::: ОТРЫВОК ТЕКСТА
Показательно, что накануне рокового дня 26 ноября (и через 11 дней после заседания ЦК КП(б)У, на котором было предрешено уничтожение махновщины) Волина «сердечно» принял в своем кабинете Христиан Раковский и вновь сочувственно поведал ему, что вопрос о выделении территории для «вольного советского строя» обсуждается в инстанциях в Москве и, скорее всего, со дня на день следует ждать положительного ответа оттуда.
Поздно вечером, после выступления на митинге в Харьковском сельскохозяйственном институте, Волин вернулся в номер гостиницы и еще некоторое время работал над статьей для газеты. В половине третьего, когда он улегся наконец в постель, по лестнице загрохотали сапоги, грохнул выстрел, и после нескольких крепких ударов в дверь он услышал: «Открывай, иначе высадим дверь!» Зная по опыту, что это значит, Волин быстро собрался, после чего и был препровожден в какой-то подвал, куда на протяжении всей ночи свозили арестованных анархистов.
::::::
## ЗАДАНИЕ A
Ответьте по отрывку на три вопроса:
(i) Какое число названо в отрывке роковым днем?
(ii) Где Волин выступал на митинге поздно вечером?
(iii) В котором часу он наконец лег в постель?
Отрывок и ряды друг с другом никак не связаны.
::: ИСХОДНЫЕ ДАННЫЕ
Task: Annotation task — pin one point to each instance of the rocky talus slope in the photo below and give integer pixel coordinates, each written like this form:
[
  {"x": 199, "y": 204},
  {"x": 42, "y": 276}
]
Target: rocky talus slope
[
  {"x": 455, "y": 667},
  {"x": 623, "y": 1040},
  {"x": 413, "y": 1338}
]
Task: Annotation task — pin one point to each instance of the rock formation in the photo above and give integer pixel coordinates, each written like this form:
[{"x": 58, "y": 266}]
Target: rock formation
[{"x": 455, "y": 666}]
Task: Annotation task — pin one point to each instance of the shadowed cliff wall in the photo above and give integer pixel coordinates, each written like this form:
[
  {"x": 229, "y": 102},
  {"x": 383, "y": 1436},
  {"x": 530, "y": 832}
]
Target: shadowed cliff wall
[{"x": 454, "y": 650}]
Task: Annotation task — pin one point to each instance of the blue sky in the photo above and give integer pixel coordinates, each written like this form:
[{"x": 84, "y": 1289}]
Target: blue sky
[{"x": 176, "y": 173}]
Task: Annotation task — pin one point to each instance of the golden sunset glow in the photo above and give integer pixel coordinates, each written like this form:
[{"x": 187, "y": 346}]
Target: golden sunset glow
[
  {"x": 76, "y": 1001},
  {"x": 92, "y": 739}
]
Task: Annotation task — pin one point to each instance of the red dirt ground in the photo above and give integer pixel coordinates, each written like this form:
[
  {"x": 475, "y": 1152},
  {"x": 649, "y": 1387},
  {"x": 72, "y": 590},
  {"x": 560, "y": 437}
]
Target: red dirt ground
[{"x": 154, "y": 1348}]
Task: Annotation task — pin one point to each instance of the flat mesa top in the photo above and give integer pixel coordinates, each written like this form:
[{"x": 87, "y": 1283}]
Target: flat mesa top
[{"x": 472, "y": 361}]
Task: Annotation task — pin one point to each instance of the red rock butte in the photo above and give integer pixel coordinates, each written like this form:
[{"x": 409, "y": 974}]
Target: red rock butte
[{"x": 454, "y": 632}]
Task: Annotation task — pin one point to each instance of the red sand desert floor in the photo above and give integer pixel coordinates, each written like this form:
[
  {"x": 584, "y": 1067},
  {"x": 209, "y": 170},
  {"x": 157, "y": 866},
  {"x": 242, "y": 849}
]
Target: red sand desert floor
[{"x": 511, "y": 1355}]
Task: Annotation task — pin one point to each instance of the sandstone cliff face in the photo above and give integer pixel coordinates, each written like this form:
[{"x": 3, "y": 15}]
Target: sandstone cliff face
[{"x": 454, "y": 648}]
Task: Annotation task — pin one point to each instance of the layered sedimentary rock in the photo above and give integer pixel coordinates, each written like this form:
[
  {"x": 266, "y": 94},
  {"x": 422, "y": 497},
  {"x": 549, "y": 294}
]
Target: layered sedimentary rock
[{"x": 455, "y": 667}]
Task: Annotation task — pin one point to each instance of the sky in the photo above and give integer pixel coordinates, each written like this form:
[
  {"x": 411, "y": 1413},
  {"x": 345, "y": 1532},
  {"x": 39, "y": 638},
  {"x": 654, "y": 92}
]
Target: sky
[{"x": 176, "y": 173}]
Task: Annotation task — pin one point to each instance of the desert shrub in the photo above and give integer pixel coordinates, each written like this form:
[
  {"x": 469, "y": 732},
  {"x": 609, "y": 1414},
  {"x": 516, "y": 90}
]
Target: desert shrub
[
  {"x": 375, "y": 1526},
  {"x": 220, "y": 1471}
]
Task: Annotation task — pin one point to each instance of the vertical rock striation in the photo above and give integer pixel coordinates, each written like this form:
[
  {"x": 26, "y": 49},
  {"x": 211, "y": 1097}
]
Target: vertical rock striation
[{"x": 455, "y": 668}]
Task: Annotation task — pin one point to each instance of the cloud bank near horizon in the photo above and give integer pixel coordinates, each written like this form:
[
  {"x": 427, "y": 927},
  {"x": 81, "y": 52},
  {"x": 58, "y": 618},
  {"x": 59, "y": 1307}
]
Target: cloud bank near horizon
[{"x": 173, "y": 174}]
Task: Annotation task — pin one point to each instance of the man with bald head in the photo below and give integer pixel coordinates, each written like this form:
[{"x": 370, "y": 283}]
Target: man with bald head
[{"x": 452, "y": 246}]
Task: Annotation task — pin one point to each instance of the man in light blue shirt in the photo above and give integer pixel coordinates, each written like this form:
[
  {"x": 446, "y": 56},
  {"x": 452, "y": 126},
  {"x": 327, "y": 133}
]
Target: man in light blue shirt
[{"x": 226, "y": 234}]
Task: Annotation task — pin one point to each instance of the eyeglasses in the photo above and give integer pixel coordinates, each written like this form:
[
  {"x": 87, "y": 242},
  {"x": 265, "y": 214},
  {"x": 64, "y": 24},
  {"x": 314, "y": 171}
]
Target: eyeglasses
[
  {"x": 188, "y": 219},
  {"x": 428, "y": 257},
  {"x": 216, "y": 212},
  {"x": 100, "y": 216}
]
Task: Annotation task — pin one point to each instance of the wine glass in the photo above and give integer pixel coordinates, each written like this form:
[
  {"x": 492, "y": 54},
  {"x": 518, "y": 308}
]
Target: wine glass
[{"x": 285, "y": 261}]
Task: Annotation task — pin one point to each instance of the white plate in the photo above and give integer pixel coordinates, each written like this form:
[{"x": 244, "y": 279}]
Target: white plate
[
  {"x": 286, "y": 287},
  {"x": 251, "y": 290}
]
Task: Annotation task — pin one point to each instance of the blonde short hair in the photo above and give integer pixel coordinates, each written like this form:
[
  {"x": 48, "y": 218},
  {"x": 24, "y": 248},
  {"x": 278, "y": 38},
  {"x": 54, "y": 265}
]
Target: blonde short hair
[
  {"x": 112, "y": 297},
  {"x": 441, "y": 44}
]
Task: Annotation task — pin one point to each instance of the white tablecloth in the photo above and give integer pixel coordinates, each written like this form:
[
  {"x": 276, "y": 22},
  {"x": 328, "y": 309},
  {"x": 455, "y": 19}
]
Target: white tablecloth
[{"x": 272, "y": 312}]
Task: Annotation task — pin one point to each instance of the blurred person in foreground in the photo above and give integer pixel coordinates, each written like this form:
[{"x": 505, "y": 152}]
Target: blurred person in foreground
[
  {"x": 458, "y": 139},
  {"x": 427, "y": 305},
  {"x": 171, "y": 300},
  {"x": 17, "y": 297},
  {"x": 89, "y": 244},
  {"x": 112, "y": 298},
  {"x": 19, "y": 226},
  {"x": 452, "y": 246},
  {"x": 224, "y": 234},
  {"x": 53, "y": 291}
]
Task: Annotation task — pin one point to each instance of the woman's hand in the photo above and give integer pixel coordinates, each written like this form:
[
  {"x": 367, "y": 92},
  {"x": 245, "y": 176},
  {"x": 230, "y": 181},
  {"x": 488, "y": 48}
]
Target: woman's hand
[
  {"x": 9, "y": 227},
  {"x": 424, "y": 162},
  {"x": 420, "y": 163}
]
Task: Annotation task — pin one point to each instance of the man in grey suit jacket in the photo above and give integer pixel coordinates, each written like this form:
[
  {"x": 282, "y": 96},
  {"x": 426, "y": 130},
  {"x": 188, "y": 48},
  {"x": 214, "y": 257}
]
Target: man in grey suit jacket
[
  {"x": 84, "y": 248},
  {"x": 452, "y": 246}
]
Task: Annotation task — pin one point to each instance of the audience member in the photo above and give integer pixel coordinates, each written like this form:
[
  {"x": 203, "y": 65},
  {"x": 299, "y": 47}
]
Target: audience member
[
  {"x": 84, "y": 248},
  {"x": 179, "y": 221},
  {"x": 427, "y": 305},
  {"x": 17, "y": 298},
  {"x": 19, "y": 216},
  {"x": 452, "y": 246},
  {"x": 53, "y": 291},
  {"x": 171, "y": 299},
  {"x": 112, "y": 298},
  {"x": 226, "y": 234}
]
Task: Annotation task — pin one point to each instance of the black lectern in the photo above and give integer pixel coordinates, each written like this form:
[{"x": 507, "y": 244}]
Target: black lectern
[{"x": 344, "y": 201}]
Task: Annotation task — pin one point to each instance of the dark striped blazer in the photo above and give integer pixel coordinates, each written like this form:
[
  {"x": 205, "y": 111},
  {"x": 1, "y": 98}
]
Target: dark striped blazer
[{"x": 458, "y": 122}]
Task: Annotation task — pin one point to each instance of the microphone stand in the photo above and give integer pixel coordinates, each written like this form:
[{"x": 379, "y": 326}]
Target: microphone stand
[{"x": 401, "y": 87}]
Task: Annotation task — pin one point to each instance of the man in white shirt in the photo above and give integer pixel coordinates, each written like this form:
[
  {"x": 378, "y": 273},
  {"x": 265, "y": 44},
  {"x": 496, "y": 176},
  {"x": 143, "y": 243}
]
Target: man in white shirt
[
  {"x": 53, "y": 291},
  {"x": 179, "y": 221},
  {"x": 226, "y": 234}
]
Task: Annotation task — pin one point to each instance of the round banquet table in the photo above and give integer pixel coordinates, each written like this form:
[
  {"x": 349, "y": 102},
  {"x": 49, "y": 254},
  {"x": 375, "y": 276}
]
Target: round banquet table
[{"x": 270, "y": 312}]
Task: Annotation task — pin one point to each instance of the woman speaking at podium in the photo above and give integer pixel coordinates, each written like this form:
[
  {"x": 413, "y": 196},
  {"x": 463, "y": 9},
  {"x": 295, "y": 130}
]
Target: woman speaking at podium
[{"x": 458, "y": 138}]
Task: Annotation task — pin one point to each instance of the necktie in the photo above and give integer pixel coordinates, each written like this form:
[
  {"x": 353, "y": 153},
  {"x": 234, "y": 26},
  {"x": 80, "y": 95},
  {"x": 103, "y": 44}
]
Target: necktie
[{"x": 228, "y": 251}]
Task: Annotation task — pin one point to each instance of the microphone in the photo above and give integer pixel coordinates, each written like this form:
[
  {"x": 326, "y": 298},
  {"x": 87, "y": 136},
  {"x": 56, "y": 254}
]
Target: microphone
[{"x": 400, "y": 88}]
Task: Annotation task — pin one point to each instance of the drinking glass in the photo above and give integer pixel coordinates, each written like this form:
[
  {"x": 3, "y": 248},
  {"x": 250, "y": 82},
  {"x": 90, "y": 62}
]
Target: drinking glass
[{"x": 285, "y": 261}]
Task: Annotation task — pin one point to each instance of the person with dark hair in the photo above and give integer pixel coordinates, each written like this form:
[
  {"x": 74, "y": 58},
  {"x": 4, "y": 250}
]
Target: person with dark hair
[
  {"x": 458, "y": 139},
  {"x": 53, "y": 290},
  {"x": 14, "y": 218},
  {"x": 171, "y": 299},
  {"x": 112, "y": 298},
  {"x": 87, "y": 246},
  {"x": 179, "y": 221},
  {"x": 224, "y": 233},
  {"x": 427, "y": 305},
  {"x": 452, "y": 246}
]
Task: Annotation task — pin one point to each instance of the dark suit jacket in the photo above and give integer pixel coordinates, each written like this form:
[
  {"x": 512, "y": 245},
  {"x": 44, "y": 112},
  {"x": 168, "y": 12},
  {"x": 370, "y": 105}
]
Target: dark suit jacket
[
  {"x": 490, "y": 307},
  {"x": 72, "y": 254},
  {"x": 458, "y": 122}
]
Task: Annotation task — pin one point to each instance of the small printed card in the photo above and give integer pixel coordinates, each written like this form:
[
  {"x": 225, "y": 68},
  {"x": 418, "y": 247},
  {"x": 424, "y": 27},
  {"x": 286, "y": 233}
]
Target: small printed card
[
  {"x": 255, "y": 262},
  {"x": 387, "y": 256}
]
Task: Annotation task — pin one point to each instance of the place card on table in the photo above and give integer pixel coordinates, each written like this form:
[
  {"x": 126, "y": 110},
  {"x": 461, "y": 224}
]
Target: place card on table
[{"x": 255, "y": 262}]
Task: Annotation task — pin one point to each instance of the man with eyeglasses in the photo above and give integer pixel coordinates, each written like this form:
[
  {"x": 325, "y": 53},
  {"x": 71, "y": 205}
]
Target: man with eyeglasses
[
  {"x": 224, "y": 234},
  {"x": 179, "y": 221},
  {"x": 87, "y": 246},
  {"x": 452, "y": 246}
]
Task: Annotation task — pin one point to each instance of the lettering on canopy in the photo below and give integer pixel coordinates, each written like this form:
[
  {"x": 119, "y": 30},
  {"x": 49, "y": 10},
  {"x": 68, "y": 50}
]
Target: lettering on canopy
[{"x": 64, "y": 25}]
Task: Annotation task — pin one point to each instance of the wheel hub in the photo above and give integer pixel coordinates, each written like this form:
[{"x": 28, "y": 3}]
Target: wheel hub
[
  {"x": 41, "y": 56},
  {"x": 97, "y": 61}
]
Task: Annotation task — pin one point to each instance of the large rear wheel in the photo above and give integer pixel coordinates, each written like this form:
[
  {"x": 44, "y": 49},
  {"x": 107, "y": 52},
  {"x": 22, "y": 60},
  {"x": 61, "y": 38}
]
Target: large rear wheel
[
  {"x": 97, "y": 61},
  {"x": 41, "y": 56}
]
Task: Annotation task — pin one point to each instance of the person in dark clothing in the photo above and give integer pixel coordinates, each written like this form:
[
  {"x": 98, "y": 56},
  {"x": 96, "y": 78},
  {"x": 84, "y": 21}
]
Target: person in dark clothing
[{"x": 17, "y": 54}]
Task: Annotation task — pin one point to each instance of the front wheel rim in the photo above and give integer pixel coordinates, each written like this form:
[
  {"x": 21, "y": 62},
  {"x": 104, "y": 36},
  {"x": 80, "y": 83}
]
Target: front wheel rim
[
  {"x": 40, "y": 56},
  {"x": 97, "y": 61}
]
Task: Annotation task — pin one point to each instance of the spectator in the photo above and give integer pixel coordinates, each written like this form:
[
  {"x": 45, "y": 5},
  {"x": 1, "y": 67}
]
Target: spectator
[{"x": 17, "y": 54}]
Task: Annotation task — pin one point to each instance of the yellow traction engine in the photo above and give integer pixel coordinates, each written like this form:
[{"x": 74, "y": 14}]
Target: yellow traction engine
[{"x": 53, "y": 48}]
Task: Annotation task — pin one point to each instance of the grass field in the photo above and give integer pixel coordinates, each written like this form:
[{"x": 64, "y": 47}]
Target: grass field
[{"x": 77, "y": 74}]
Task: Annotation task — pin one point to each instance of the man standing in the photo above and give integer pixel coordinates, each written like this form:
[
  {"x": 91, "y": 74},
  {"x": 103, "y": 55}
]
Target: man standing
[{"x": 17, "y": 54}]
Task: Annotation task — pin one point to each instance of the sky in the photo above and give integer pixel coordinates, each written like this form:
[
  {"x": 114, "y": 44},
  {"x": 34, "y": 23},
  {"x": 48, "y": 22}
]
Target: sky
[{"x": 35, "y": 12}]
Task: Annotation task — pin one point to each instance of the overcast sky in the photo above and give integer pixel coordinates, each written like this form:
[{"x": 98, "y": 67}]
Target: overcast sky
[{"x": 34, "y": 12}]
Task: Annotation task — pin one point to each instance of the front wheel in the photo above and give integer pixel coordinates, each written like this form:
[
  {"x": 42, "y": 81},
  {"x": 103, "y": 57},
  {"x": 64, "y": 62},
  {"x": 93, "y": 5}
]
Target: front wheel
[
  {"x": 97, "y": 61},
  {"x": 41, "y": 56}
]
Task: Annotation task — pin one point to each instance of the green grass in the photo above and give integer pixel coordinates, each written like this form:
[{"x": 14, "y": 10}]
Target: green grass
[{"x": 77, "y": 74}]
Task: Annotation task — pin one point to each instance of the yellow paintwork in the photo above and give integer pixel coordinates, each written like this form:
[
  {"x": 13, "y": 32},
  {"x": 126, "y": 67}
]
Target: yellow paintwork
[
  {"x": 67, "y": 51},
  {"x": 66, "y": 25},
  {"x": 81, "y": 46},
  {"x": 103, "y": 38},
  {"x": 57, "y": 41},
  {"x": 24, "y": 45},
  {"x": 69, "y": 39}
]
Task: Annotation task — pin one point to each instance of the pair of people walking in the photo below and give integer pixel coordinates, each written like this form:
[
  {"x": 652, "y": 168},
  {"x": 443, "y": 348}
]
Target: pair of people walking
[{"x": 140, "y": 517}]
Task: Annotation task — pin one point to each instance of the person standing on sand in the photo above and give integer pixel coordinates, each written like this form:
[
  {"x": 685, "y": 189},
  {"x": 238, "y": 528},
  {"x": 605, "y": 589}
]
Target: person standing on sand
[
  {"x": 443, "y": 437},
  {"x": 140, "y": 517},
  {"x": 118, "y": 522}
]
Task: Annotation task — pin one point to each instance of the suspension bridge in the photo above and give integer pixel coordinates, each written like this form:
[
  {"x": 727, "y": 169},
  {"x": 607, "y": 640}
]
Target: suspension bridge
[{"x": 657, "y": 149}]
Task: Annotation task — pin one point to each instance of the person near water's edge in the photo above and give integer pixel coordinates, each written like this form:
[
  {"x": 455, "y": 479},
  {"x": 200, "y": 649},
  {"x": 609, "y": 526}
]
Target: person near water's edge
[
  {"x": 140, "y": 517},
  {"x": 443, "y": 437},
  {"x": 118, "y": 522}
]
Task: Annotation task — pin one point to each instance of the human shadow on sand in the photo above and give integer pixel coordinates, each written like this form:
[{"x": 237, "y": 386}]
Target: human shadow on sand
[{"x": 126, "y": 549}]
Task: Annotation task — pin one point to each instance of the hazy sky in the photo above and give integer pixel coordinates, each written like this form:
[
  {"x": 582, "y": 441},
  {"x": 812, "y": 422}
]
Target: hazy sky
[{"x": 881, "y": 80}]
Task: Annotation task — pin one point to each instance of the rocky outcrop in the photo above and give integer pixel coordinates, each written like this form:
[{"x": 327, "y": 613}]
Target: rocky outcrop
::::::
## ЗАДАНИЕ B
Посчитайте, в скольких строках рядов встречается слово «shrub». В ответе укажите только число.

## РЕШЕНИЕ A
(i) 26 ноября.
(ii) В Харьковском сельскохозяйственном институте.
(iii) В половине третьего.

## РЕШЕНИЕ B
2